▸ **TEXT**
|---|

Last updated: `r Sys.Date()`

| CI | Development | CRAN | License |
|----|-------------|------|---------|
| [![R-CMD-check](https://github.com/r-spatialecology/shar/actions/workflows/R-CMD-check.yaml/badge.svg)](https://github.com/r-spatialecology/shar/actions/workflows/R-CMD-check.yaml) | [![Project Status](https://www.repostatus.org/badges/latest/active.svg)](https://www.repostatus.org/#active) | [![CRAN status](https://www.r-pkg.org/badges/version/shar)](https://cran.r-project.org/package=shar) |[![JOSS](https://joss.theoj.org/papers/1b786c028a5425858cb0e5428bd9173b/status.svg)](https://joss.theoj.org/papers/1b786c028a5425858cb0e5428bd9173b) |
| [![codecov](https://codecov.io/gh/r-spatialecology/shar/branch/main/graph/badge.svg?token=XMo844ABs4)](https://codecov.io/gh/r-spatialecology/shar) | [![Lifecycle](https://img.shields.io/badge/lifecycle-stable-brightgreen.svg)](https://www.tidyverse.org/lifecycle/#stable) | [![CRAN logs](http://cranlogs.r-pkg.org/badges/grand-total/shar)](http://cran.rstudio.com/web/packages/shar/index.html) | [![License](https://img.shields.io/badge/License-GPLv3-blue.svg)](https://www.gnu.org/licenses/gpl-3.0) |

<!-- badges: end -->

**S**pecies-**h**abitat **a**ssociations in **R** is a `R` package to analyze species-habitat associations. Therefore, information about the location of the species is needed (as a point pattern) and about the environmental conditions (as a raster map). In order to analyse the data for significant habitat associations either the location data or the environmental data is randomized n-times. Then, counts within the habitats are compared between the randomized data and the observed data. Positive or negative associations are present if the observed counts is higher or lower than the randomized counts (using quantile thresholds). Methods are described in Plotkin et al. (2000), Harms et al. (2001) and Wiegand & Moloney (2014). **shar** is mainly based on the [`spatstat`](http://spatstat.org) (Baddeley et al. 2015) and [`terra`](https://rspatial.org/terra/) (Hijmans 2022) package.

|---|

▸ **TO BE DONE**
a) According to the shar description, in what form must information about the species' location be supplied?
b) Pick up the shar description right after its final sentence and continue it.
This material has nothing to do with the shar description.

Location identification items
|---|

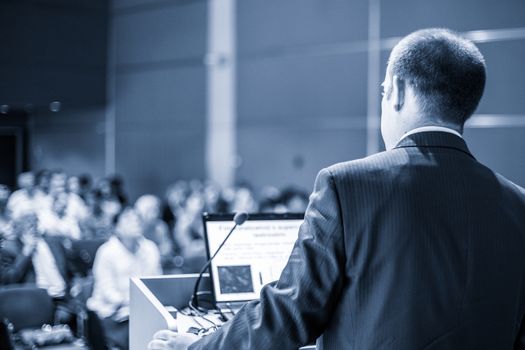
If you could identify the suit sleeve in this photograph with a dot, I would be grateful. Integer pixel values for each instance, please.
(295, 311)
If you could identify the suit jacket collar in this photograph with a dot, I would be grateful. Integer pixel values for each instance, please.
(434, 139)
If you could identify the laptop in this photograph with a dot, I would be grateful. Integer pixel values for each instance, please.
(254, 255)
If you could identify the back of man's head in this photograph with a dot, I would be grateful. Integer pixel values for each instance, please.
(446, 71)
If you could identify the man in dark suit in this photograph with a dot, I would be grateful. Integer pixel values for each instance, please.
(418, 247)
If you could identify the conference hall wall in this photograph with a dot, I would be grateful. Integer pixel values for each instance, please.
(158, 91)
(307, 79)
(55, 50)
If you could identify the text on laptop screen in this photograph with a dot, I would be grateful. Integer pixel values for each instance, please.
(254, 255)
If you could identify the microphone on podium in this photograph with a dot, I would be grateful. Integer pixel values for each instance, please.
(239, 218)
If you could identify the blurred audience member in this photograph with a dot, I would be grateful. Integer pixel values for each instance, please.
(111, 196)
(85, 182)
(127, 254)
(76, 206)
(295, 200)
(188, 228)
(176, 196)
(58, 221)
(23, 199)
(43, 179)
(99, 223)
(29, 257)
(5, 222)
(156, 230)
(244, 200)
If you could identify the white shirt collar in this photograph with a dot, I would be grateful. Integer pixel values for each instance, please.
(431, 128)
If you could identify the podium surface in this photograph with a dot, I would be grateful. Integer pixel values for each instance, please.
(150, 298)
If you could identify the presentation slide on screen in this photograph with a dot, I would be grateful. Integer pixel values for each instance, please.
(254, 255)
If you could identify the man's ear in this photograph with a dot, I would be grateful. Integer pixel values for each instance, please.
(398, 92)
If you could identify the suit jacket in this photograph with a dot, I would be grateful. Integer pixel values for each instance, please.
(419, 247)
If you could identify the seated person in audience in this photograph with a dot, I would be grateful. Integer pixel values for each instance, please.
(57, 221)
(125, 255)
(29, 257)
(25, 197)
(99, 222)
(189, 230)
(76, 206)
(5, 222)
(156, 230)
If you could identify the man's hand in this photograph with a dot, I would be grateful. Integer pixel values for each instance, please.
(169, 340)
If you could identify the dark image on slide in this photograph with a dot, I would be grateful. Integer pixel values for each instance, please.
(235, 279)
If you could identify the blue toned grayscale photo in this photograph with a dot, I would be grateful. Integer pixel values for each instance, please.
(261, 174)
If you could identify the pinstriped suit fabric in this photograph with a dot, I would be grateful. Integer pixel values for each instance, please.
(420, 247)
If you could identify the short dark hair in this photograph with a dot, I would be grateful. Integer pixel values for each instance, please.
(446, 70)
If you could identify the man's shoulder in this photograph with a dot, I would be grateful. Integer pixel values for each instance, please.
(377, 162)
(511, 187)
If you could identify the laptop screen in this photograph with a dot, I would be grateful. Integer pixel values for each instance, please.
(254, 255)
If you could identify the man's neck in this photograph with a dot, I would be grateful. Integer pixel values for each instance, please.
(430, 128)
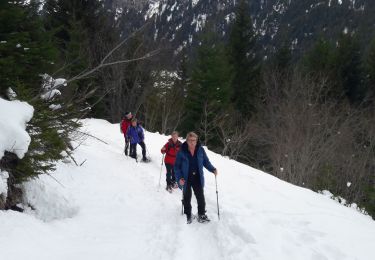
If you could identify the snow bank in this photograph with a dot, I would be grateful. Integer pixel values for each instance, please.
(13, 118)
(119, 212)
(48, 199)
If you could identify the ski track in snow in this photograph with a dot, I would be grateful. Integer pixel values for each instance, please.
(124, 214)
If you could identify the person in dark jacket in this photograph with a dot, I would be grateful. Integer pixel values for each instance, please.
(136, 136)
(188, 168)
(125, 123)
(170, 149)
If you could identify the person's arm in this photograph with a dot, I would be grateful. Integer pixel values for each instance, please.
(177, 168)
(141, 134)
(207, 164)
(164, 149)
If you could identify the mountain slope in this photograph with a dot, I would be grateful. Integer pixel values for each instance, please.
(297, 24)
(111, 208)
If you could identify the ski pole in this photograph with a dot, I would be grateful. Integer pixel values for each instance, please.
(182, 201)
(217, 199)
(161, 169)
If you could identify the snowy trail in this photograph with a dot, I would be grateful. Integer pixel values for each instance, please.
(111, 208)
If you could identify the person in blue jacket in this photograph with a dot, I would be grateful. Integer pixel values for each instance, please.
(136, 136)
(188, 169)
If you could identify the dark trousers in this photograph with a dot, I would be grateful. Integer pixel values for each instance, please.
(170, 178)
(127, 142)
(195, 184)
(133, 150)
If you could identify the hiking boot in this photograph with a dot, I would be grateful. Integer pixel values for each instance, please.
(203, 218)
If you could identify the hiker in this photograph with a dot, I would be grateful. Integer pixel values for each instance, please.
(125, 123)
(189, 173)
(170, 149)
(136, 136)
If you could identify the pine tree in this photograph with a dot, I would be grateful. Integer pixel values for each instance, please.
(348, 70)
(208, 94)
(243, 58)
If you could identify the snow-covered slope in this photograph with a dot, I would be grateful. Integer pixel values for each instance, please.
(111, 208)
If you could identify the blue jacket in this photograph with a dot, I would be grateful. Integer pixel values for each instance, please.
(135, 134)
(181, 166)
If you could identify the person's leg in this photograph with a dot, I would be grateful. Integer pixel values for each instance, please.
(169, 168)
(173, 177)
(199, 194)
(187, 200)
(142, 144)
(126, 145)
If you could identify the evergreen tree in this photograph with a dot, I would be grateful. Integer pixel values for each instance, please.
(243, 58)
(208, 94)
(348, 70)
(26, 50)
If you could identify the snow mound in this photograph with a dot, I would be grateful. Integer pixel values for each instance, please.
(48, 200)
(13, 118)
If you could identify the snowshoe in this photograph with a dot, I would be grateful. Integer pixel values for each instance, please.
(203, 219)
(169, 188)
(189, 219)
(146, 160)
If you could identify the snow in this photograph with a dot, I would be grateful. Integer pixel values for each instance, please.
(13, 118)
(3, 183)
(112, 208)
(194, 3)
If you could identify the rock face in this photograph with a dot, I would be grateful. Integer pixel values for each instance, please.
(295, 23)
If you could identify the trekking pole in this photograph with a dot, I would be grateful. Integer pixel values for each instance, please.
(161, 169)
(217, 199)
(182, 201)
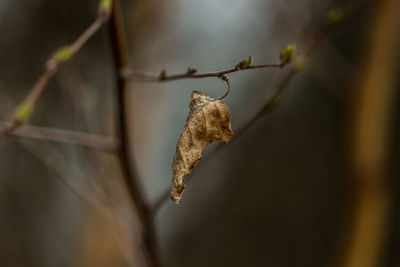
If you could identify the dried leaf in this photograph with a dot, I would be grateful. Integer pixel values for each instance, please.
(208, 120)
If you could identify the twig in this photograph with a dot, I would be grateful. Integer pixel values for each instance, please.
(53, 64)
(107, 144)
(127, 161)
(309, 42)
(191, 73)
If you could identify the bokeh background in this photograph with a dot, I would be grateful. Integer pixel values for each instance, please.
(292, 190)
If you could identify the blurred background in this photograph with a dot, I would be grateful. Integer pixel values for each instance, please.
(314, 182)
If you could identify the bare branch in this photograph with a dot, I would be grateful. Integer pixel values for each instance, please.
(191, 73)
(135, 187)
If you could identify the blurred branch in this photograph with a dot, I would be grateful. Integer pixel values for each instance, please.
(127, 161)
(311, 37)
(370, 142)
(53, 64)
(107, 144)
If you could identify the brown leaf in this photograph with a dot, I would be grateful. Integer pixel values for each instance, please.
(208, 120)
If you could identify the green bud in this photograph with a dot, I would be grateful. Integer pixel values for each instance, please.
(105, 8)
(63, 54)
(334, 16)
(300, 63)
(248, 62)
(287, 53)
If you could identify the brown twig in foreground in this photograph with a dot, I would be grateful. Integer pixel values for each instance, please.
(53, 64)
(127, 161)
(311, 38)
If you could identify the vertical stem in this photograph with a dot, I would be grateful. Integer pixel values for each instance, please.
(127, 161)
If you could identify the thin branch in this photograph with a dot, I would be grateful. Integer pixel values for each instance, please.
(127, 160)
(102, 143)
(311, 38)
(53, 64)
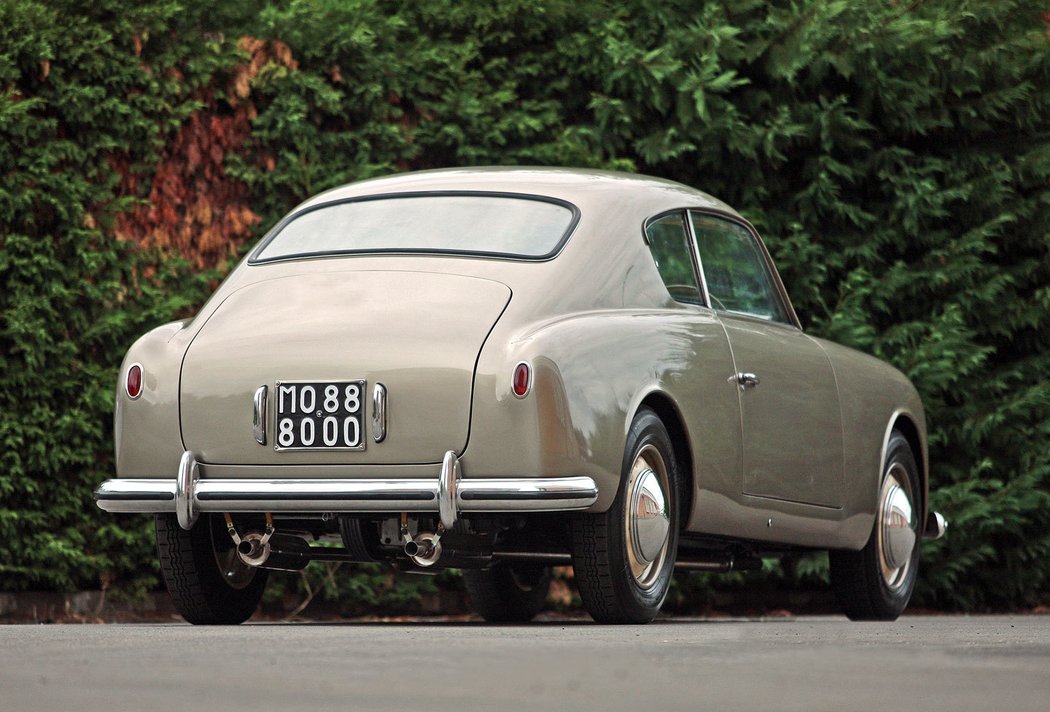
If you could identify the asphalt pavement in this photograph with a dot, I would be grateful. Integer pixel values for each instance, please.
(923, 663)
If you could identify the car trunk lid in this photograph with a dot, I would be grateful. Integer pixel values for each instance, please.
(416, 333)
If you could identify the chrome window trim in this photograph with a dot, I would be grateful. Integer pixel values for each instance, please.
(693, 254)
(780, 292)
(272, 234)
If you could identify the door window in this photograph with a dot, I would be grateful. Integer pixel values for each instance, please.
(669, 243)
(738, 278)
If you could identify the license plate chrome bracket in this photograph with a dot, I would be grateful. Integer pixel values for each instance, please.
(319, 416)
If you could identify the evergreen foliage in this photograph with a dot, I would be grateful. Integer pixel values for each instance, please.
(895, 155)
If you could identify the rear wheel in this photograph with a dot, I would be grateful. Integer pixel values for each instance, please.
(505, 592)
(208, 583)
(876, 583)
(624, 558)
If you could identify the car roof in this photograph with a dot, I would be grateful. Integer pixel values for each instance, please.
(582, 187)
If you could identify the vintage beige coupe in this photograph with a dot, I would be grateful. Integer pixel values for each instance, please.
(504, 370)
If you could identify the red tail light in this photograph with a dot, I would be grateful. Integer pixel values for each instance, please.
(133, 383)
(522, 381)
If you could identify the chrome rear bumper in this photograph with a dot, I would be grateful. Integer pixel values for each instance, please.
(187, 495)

|---|

▸ **ANSWERS FOR THE TASKS**
a) As a point pattern.

b)
#### Citation

The **shar** package is part of our academic work. To cite the package or acknowledge its use in publications, please cite the following paper.

> Hesselbarth, M.H.K., (2021). shar: A R package to analyze species-habitat associations using point pattern analysis. Journal of Open Source Software, 6(67), 3811. https://doi.org/10.21105/joss.03811

The get a BibTex entry, please use `citation("shar")`.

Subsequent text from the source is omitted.